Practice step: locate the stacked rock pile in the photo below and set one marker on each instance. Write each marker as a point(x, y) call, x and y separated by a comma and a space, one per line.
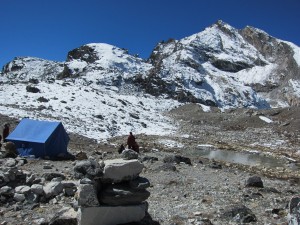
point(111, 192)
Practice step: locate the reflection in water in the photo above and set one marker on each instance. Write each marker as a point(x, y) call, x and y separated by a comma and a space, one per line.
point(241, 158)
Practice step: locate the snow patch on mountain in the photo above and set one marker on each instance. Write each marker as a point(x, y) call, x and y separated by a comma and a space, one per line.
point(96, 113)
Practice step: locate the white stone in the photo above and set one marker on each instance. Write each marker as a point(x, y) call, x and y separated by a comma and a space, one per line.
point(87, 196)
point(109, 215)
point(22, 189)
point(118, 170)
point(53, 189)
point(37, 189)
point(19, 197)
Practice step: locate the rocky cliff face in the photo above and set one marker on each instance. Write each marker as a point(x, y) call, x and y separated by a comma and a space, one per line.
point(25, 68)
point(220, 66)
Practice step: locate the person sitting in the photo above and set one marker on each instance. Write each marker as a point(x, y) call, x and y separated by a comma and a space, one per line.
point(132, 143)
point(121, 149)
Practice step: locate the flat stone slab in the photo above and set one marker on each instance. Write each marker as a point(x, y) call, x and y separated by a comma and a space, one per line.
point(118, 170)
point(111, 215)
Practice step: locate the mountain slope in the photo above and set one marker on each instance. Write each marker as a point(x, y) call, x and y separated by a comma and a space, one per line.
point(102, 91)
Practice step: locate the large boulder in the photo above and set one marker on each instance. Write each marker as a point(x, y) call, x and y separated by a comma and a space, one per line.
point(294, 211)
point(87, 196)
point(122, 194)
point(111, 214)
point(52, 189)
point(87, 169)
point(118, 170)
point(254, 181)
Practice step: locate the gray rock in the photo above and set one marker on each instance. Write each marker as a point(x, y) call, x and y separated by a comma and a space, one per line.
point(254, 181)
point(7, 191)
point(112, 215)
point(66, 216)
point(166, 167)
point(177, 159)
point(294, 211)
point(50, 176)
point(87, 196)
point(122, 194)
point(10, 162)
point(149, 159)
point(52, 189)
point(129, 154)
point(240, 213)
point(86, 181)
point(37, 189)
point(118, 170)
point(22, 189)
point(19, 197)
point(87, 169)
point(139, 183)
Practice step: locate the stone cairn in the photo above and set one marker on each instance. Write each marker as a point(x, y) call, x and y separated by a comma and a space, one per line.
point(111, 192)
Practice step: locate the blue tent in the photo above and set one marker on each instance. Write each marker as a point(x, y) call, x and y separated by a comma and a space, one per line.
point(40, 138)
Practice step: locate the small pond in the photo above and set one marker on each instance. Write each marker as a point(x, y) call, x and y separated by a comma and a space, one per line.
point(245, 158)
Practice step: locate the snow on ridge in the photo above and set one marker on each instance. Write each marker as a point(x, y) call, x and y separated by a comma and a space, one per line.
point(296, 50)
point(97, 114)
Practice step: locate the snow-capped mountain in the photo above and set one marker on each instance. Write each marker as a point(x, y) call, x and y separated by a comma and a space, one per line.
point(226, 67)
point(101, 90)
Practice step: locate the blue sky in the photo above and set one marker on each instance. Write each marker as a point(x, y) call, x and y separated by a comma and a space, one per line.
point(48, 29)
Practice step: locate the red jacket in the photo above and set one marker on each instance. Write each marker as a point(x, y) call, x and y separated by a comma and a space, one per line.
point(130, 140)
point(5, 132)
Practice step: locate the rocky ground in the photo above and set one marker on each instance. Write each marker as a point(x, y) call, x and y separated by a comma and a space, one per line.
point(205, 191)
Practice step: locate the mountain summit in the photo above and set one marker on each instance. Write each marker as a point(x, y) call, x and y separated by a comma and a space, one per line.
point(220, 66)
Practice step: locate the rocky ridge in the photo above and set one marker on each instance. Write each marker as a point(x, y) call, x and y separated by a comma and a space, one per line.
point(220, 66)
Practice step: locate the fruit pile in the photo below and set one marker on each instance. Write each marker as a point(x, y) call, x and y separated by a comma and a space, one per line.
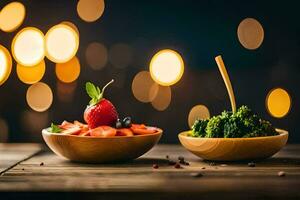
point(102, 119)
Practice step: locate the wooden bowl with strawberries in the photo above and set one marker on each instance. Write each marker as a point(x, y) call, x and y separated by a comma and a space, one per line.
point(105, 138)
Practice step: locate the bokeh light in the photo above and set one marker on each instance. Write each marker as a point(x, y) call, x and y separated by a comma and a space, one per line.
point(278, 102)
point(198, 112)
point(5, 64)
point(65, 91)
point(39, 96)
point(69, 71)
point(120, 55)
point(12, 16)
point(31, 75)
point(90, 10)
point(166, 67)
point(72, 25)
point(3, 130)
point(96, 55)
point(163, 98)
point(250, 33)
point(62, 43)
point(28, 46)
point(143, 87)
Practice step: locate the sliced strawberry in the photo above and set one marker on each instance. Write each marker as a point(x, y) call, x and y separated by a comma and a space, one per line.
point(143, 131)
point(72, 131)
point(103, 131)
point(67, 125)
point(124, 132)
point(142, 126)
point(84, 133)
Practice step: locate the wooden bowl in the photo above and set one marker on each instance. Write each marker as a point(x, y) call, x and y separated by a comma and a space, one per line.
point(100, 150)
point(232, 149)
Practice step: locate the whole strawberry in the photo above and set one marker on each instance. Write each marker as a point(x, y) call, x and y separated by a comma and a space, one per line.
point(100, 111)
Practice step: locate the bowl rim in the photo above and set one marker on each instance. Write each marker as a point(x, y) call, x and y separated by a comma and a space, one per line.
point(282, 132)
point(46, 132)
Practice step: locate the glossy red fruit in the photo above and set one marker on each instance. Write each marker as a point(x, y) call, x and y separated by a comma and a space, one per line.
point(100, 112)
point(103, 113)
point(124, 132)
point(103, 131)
◇ ◇ ◇ ◇
• THE TASK
Format all of the entries above as a numbered list with one line per item, skipping blank lines and leaving out the pictures.

• SOLUTION TO THIS PROBLEM
1. Practice step: locate the stacked rock pile in the photo below and set one marker on each instance. Write each marker as a point(x, y) call, x and y separated by a comma and a space, one per line.
2. point(111, 192)
3. Practice step: locate the reflection in water in the photo above and set one marker on each instance. Write each marker as a point(x, y) call, x and y separated by a comma and a space, one per line.
4. point(241, 158)
5. Practice step: locate the snow patch on mountain in the photo above and set one marker on each instance. Write each marker as a point(x, y) call, x and y separated by a comma and a space, one per line.
6. point(96, 113)
7. Practice step: locate the white stone in the photo above and set one marker on each instance. Write each marker as a point(x, y) call, x and y separated by a comma and a space, one per line.
8. point(87, 196)
9. point(109, 215)
10. point(22, 189)
11. point(118, 170)
12. point(53, 189)
13. point(37, 189)
14. point(19, 197)
15. Practice step: locate the rocky cliff face in the photo above and set one marker on each instance. Write each marker as a point(x, y) call, x and y separated by a comma and a space, one per line.
16. point(25, 68)
17. point(220, 66)
18. Practice step: locate the person sitting in the photo above and set one marker on each instance. Write each marker as a point(x, y) call, x and y separated by a comma and a space, one per line.
19. point(132, 143)
20. point(121, 149)
21. Practice step: locate the flat stone slab in the photo above and set one marker on each instance. Write each marker as a point(x, y) call, x and y separated by a comma and a space, one per line.
22. point(118, 170)
23. point(111, 215)
24. Practice step: locate the mountain slope in the photo above and set one marker on each instance. Write each marker as a point(x, y) call, x and y separated by a comma and a space, one per line.
25. point(102, 91)
26. Practice step: locate the large boulder in the photo above and set one marker on each instance. Write each marker as a point(x, y) call, x and y separated by a comma and a space, one per line.
27. point(294, 211)
28. point(87, 196)
29. point(122, 194)
30. point(111, 214)
31. point(52, 189)
32. point(87, 169)
33. point(118, 170)
34. point(254, 181)
35. Practice step: locate the gray rock in the photo above and set one marker on each instance. Write each marker as a point(x, y) call, x and y separated by a comma and a space, one per line.
36. point(254, 181)
37. point(7, 191)
38. point(112, 215)
39. point(66, 216)
40. point(166, 167)
41. point(177, 159)
42. point(294, 211)
43. point(50, 176)
44. point(87, 196)
45. point(122, 194)
46. point(10, 162)
47. point(149, 159)
48. point(52, 189)
49. point(129, 154)
50. point(240, 213)
51. point(86, 181)
52. point(37, 189)
53. point(118, 170)
54. point(22, 189)
55. point(19, 197)
56. point(87, 169)
57. point(139, 183)
58. Practice step: locate the stone cairn in the photo above and set one marker on each instance. Write each marker as a point(x, y) call, x and y separated by a comma and a space, one per line.
59. point(111, 192)
60. Practice step: locate the blue tent in the photo above and set one marker on each instance. Write each marker as a point(x, y) call, x and y separated by a comma and a space, one per line.
61. point(40, 138)
62. Practice step: locate the small pond in the photo above and set one marker on each instance. Write each marker as a point(x, y) call, x and y separated by a comma and a space, one per line.
63. point(245, 158)
64. Practice step: locate the snow on ridge in the photo above and set one marker on each instance. Write each marker as a point(x, y) call, x and y separated by a comma and a space, one per line.
65. point(296, 50)
66. point(97, 114)
67. Practice step: locate the snow-capped mountain in the photo above and set one marker on each instance. Write each marker as a point(x, y) call, x and y separated by a comma and a space, one per line.
68. point(226, 67)
69. point(101, 90)
70. Practice step: locate the blue sky in the photo above and set one marker on each instance. Write each marker as a point(x, y) call, x and y separated by a comma and a space, one per line.
71. point(48, 29)
72. Practice step: locate the red jacket in the photo above and set one marker on each instance. Write each marker as a point(x, y) call, x and y separated by a comma and a space, one per line.
73. point(130, 140)
74. point(5, 132)
75. Practice step: locate the rocky ground in the photo above and set one marker on each instance. Write each marker as a point(x, y) call, x and y separated by a comma and a space, one per line.
76. point(205, 191)
77. Practice step: locate the mountain summit in the photo above and set one marker on each instance. Write each marker as a point(x, y) call, x and y separated by a comma and a space, one per line.
78. point(220, 66)
79. Practice step: locate the rocky ridge in the photo above and set one marker on each instance. Write each marker as a point(x, y) call, x and y separated by a comma and a space, one per line.
80. point(220, 66)
81. Practice step: locate the fruit pile in the photo below and set one marker on each instance. Write each marker as a point(x, y) call, x and y separated by a comma and a space, one per line.
82. point(102, 119)
83. Practice step: locate the wooden bowl with strawberries in the photo above and set one marker on each instance. Write each marker as a point(x, y) call, x and y separated by a comma and a space, one per line.
84. point(105, 138)
85. Practice step: locate the bokeh light in the photo above and set one marker on each instance. Write each marker as a point(x, y) call, x and y separated by a comma and a space, one per line.
86. point(278, 102)
87. point(198, 112)
88. point(5, 64)
89. point(65, 91)
90. point(39, 96)
91. point(69, 71)
92. point(120, 55)
93. point(12, 16)
94. point(31, 75)
95. point(90, 10)
96. point(166, 67)
97. point(72, 25)
98. point(3, 130)
99. point(96, 55)
100. point(163, 98)
101. point(250, 33)
102. point(62, 43)
103. point(28, 46)
104. point(143, 87)
105. Practice step: locate the sliced strawberry in the photo above and set one marker on each instance. Write each marker as a point(x, y) call, x and y separated by a comma and a space, one per line.
106. point(143, 131)
107. point(72, 131)
108. point(103, 131)
109. point(67, 125)
110. point(124, 132)
111. point(142, 126)
112. point(84, 133)
113. Practice step: locate the wooden bowl in the photo above and set one marker on each instance. Write each marker as a point(x, y) call, x and y separated by a comma and a space, one per line.
114. point(100, 150)
115. point(232, 149)
116. Practice step: locate the whole strawberry in the photo above and set one marker on each instance. Write each marker as a point(x, y) call, x and y separated by a comma and a space, one per line.
117. point(100, 111)
118. Practice step: locate the bowl rim in the photo above and set one marker on each instance. Write each marker as a point(x, y) call, x and y separated by a comma and a space, one per line.
119. point(282, 132)
120. point(46, 132)
121. Practice step: locate the glossy red fruit in the photo above and set one marker on each instance. Write each marker as a point(x, y) call, x and y separated by a comma and a space, one per line.
122. point(100, 112)
123. point(103, 113)
124. point(124, 132)
125. point(103, 131)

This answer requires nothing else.